[[ Data shown, beginning ]]
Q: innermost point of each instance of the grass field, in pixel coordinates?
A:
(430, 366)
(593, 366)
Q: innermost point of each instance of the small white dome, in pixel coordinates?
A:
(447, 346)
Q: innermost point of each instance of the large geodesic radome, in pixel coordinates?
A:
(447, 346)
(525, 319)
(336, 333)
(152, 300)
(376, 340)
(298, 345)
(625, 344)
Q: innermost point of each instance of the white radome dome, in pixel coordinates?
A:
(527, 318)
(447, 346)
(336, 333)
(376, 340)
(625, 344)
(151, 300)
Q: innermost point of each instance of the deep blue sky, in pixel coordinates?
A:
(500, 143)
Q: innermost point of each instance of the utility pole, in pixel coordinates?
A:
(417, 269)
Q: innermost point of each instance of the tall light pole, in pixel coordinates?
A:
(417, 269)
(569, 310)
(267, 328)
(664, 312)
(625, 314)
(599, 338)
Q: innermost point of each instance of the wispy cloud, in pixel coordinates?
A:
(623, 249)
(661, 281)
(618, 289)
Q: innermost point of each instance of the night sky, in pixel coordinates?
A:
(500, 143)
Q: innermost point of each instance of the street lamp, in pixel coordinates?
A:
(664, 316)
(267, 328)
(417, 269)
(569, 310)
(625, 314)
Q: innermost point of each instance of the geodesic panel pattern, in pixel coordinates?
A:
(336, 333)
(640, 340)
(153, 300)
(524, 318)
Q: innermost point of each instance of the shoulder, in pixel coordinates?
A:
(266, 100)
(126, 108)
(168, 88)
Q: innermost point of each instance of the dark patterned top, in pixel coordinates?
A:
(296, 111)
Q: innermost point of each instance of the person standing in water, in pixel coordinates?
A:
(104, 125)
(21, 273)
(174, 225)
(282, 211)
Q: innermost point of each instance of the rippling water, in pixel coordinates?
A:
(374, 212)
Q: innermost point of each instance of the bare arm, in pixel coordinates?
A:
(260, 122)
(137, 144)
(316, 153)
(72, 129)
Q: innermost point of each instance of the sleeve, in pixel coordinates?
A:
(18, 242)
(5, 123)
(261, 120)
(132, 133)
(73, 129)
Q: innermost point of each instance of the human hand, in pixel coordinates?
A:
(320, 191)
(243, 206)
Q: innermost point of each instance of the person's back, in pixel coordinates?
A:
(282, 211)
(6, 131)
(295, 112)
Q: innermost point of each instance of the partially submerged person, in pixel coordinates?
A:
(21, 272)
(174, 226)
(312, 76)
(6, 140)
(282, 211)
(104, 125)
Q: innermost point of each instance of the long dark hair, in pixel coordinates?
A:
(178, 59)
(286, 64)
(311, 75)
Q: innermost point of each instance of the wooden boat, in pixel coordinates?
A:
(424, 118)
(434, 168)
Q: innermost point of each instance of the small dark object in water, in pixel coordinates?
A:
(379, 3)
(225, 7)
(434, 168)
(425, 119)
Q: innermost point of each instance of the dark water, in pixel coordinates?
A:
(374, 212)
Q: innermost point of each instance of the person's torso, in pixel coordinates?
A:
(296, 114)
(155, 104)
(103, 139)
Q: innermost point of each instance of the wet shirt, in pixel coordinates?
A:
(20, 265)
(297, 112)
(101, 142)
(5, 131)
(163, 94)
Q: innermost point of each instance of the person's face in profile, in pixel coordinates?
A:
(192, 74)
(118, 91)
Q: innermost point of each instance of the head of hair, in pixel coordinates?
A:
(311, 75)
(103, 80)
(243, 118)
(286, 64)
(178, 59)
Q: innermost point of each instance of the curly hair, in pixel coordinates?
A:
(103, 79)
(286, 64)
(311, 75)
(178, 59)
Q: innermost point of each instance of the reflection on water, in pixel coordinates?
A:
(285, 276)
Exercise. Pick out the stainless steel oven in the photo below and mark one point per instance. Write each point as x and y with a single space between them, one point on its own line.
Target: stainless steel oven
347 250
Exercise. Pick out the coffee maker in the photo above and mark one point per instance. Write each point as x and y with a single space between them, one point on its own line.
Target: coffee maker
[[ Data shown, end ]]
## Exercise description
Set down the lines above as they stand, starting with the first line and ending with the line that contains "Q: innermost point of each instance of the large".

## Answer to the problem
Q: innermost point of each instance of the grass field, in pixel coordinates?
A:
(430, 366)
(593, 366)
Q: innermost point of each instance of the small white dome, in pixel coordinates?
A:
(447, 346)
Q: innermost point of each instance of the large geodesic radome, in pixel coordinates?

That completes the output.